#### SOURCE DOCUMENT:
# lens hoods pros and cons?



## Devananda (May 23, 2007)

looking to add a lens hood to my nikon 80-200 are they a good investment or just one more think to buy and carry around??
thanks 
Deva
:cheers:


----------



## DSLR noob (May 23, 2007)

Pros- protection against bumping, reduction of contrast robbing glare, and makes your lens look more professional. 

Cons- Cannot rotate a polarizing filter and............ can't think of anything other than they aren't free.

For storage, most can be reversed and stored on the lens. Depending on the lens it might cover a focus ring in this position.


----------



## firemedic0135 (May 23, 2007)

If my lens is on the camera I keep the hood on it.It doesnt hurt anything and it provides alot of protection.
It does make it difficult to use a CPL but I use one so rarely ,and when I do I just set it before I put the hood on.
I use my hood like alot of people use a UV filter.


----------



## panocho (May 23, 2007)

you could get a folding rubber hood that would allow you to rotate any rotating filter which, as DSLR noob points, seems to me the only possible disadvantage of a lens hood.

Unless you consider the extra size a disadvantage, I think they are all advantages.


----------



## table1349 (May 23, 2007)

All the pros listed above pretty much cover it.

Con's to a lens hood, not having one or having one and not using it only to smack the front of your now unprotected lens and damaging it.  Lens hoods are manufactured to compliment the lens it is designed for as well as adding protection.  IMHO the best hood to use it the one made for the lens.


----------



## CBRfanatic (May 23, 2007)

DSLR noob said:


> Pros- protection against bumping, reduction of contrast robbing glare, and makes your lens look more professional.
> 
> Cons- Cannot rotate a polarizing filter and............ *can't think of anything other than they aren't free.
> *
> For storage, most can be reversed and stored on the lens. Depending on the lens it might cover a focus ring in this position.


solution....http://www.lenshoods.co.uk/


----------

#### PROBLEMS TO WORK ON:
**1)** Write out the stretch of the lens hood thread from "All the pros" through "for the lens." again, substituting "produced" for "manufactured".
**2)** Answer these questions from the lens hood thread:
(a) Apart from the polarizing filter, what is the only drawback DSLR noob can think of?
(b) When does firemedic0135 set the CPL?
(c) What type of hood does panocho suggest for rotating a filter?

#### INPUT DATA:

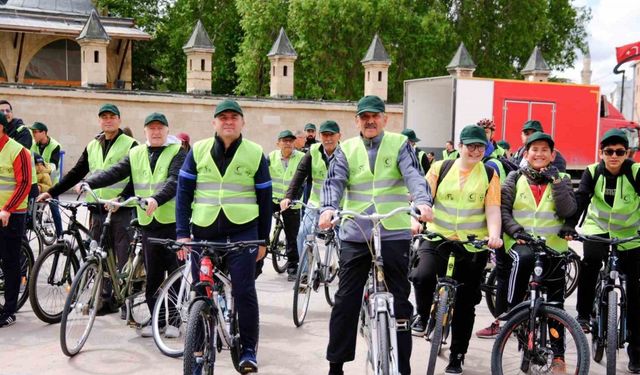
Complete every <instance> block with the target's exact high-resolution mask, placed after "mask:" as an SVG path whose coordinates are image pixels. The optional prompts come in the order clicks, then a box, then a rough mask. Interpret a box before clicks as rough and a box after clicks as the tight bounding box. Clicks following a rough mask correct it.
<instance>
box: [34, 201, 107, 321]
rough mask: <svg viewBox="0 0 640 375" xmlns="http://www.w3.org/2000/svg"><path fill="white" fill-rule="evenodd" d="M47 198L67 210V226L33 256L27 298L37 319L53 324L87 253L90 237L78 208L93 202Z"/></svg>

#### ACTIVITY ANSWERS:
**1)**
All the pros listed above pretty much cover it.

Con's to a lens hood, not having one or having one and not using it only to smack the front of your now unprotected lens and damaging it.  Lens hoods are produced to compliment the lens it is designed for as well as adding protection.  IMHO the best hood to use it the one made for the lens.

**2)**
(a) They aren't free.
(b) Before putting the hood on.
(c) A folding rubber hood.